## Text section
- Opening Delimiter -

Faction represented in the Knesset
- 1969–1973: Agudat Yisrael
- 1973–1977: Religious Torah Front
- 1977–1981: Agudat Yisrael

Personal details
- Born: 24 July 1914 Konstantynów Łódzki, Russian Empire
- Died: 20 April 2007 (aged 92)

= Yehuda Meir Abramowicz =

Israeli politician (1914–2007)

Yehuda Meir Abramowicz (יהודה מאיר אברמוביץ; born 24 July 1914, died 20 April 2007) was an Israeli rabbi and politician. He served as general secretary of Agudat Yisrael, which he represented in the Knesset from 1972 until 1981, and as Deputy Speaker of the Knesset between 1977 and 1981. He introduced legislation forcing drivers of vehicles to wear seat belts.

==Early years==
Abramowitz was born in Konstantynów Łódzki in Congress Poland, part of the Russian Empire to Tzvi Yitzchok Abramowicz, who had been the shochet for Rav Chanokh Heynekh HaKohen Levin, the Rebbe of Alexander, and had been a chosid of the Chidushei Harim of Ger. When he was just nine months old his father died; he was orphaned of his mother as a teenager. Shortly afterwards, he was accepted as a student in the prestigious Yeshivas Chachmei Lublin. When Rabbi Meir Shapiro introduced the Daf Yomi, he dispatched the students of his yeshiva to deliver Daf Yomi lectures. Abramowicz was assigned the daily lecture at the synagogue of the Chozeh of Lublin; attendance grew rapidly until there were fifty participants each day.

==Achievements==
Soon after his marriage in 1935, Abramowitz made aliyah to Mandate Palestine, settling in Tel Aviv. He was appointed by Agudat Yisrael as its representative on the Religious Committee of the Haganah, where he worked to maintain kashrut and Sabbath observance. In 1948, he was appointed as General Secretary of Agudat Yisrael, and he was a founder of the Chinuch Atzmai educational network. In 1950, he was elected to the Tel Aviv Council; from 1954 to 1984 he served as a deputy mayor of the city. During his period of service on Tel Aviv Council he was successful in having two gender-separated beaches established.

In 1980, he was elected Chairman of World Agudath Israel.

- Closing Delimiter -

## Entries provided
- Opening Delimiter -

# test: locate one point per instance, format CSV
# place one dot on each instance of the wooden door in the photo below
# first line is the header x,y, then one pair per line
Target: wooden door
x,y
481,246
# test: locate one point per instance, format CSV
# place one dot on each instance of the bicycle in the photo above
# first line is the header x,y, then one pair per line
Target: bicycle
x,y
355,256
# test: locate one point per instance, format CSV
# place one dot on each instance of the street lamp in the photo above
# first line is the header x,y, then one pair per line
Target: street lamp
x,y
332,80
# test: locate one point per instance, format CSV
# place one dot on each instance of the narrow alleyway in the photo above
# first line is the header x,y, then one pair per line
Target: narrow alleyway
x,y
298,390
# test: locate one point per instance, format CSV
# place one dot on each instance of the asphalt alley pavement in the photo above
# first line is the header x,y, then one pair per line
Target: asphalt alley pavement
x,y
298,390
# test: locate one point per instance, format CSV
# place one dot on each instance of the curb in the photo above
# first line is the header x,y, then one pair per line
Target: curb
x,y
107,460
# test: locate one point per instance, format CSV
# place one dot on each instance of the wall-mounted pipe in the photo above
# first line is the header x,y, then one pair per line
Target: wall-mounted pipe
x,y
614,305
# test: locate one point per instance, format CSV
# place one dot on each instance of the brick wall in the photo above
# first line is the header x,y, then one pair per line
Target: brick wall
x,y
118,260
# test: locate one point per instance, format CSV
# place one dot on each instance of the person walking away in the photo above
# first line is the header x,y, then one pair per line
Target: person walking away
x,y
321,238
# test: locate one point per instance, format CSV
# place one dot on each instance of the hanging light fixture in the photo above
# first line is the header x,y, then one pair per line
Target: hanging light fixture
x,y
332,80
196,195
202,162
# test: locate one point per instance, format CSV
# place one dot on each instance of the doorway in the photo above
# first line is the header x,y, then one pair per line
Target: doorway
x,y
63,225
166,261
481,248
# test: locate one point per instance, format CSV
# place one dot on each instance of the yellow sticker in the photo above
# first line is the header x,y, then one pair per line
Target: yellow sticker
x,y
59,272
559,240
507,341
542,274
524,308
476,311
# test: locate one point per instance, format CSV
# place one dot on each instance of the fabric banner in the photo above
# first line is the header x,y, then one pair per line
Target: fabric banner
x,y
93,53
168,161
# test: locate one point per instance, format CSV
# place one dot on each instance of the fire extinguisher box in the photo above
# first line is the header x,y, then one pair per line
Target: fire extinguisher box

- Closing Delimiter -

## Work to be completed
Can you reproduce the passage of the Yehuda Meir Abramowicz biography above between "Israeli politician (1914–2007)" and "wear seat belts.", inclusive, word for word?

## Result of this task
Israeli politician (1914–2007)

Yehuda Meir Abramowicz (יהודה מאיר אברמוביץ; born 24 July 1914, died 20 April 2007) was an Israeli rabbi and politician. He served as general secretary of Agudat Yisrael, which he represented in the Knesset from 1972 until 1981, and as Deputy Speaker of the Knesset between 1977 and 1981. He introduced legislation forcing drivers of vehicles to wear seat belts.